TEXT ZUM UNTERSUCHEN
# # #
Und dennoch kommt das ganze nicht in Schwung, auch wenn sich die eindrucksvolle Bühne (Martin Zehetgruber) immer wieder dreht und stets neue Blicke in den Teutoburger-Betonpoller-Wald eröffnet. In genialen düsteren Lichtstimmungen, unterlegt von einem tollen Soundteppich (Bert Wrede), wird die Sinnlosigkeit von Krieg und Gemetzel unterstrichen. Gute Zutaten, spannende Ideen eine interessante Umdeutungen und dennoch funktioniert das alles zusammen nicht besonders gut in Wien auf der Bühne. Kleists Hermannsschlacht ist ein Propagandastück. Es geht um Kriegsgejole und charismatische "Befreier", auch wenn sie sich später als die neuen Despoten entpuppen.
Kušej nimmt Hermann sein Heldenhaftes und seine Strahlkraft, zeichnet ihn wie einen beziehungsunfähigen Biedermann, der sich in seinem Körper nicht wohlfühlt. Seinem Hermann bereitet nichts Lust. Eine undankbare Aufgabe für einen Schauspieler. Auch fehlt die Fallhöhe. Das Stück beginnt im Dunkelgrau und endet im Schwarz. In keiner Minute ist man als Publikum in der Versuchung, auf diesem Hermann hereinzufallen, seine Propaganda zu glauben und so bleibt man drei Stunden später noch immer unbeteiligter Zuschauer.
# # #
DATEN ZUR DURCHSICHT
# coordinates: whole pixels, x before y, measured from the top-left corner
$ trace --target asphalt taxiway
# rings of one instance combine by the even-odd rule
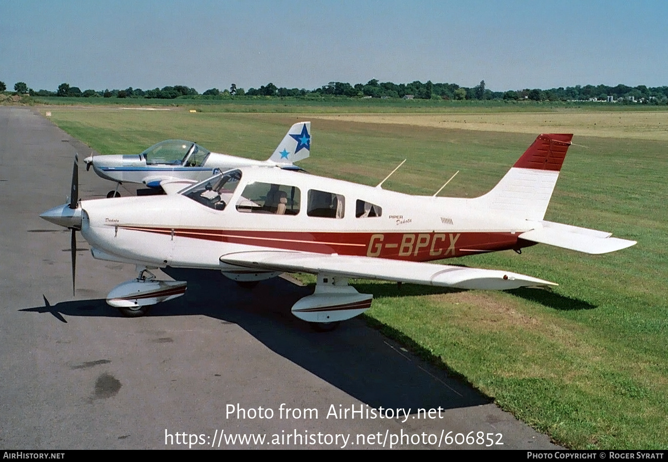
[[[73,296],[69,231],[39,215],[65,202],[75,152],[91,150],[33,108],[0,107],[0,447],[184,448],[191,435],[198,449],[341,447],[337,435],[352,449],[389,448],[393,435],[399,448],[555,447],[362,320],[313,332],[290,313],[308,288],[283,279],[248,291],[216,271],[167,269],[186,295],[125,318],[104,299],[134,267],[94,259],[77,233]],[[112,189],[83,166],[79,182],[85,199]],[[410,414],[339,417],[381,407]],[[448,432],[474,437],[448,445]],[[265,439],[226,443],[237,434]]]

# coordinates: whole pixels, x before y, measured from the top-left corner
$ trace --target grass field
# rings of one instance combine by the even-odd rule
[[[137,153],[182,138],[257,159],[269,157],[291,124],[311,120],[311,157],[300,162],[310,172],[375,185],[407,158],[384,187],[431,195],[460,170],[441,195],[460,197],[492,187],[538,133],[574,133],[546,219],[611,231],[637,245],[603,255],[536,245],[521,255],[448,261],[558,282],[552,292],[405,284],[399,292],[395,284],[369,281],[355,286],[374,294],[370,322],[554,441],[668,448],[668,112],[303,109],[192,114],[187,108],[51,106],[42,112],[51,111],[53,122],[103,154]]]

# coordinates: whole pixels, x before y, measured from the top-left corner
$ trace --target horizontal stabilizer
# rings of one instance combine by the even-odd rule
[[[220,261],[267,271],[325,273],[345,277],[377,279],[458,289],[506,290],[520,287],[557,285],[522,274],[450,265],[404,261],[371,257],[289,251],[255,251],[227,253]]]
[[[536,225],[535,229],[522,233],[519,237],[532,242],[594,254],[614,252],[636,243],[635,241],[611,237],[611,233],[595,229],[551,221],[540,221]]]

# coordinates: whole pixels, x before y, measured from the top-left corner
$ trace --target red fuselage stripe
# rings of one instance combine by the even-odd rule
[[[281,250],[338,253],[413,261],[440,260],[532,245],[508,232],[369,233],[261,231],[123,226],[174,237],[257,245]],[[176,243],[178,245],[178,243]]]

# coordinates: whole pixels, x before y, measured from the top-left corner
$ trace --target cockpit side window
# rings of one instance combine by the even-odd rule
[[[251,213],[296,215],[301,193],[289,185],[248,183],[236,202],[236,210]]]
[[[373,218],[383,215],[383,209],[366,201],[357,199],[355,204],[355,216],[357,218]]]
[[[183,166],[186,167],[201,166],[208,156],[210,151],[204,149],[199,144],[193,144],[192,152],[190,155],[186,154],[186,157],[183,161]]]
[[[232,199],[240,180],[241,171],[232,170],[212,177],[181,194],[214,210],[224,210]]]
[[[317,189],[309,191],[309,205],[306,214],[321,218],[343,218],[345,198],[343,195]]]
# # #
DIE AUFGABE
Schreib die Theaterkritik zur Wiener „Hermannsschlacht“ nach ihrem letzten Satz weiter. Die Zeilen spielen dafür keine Rolle.

DIE ANTWORT
Da hilft dann auch der Holzhammer nicht: Kušej läßt Hermann und seine Mannen als rechtsnationale Burschenschafter auftreten und dreht das Licht im Zuschauerraum an. Wir sind im Heute gelandet. Alle sollen jetzt hineingenommen sein in das Geschehen. Ertappt? Nein, das Publikum ist es nicht. Der eventuell geplante Skandal und die große Empörung bleiben aus.
Vielleicht hat hier einer zu sehr mit dem Kopf gearbeitet, konstruiert und dabei übersehen, dass Theater vor allem mit Emotionen spielt, so wie es die großen Manipulatoren auch machen?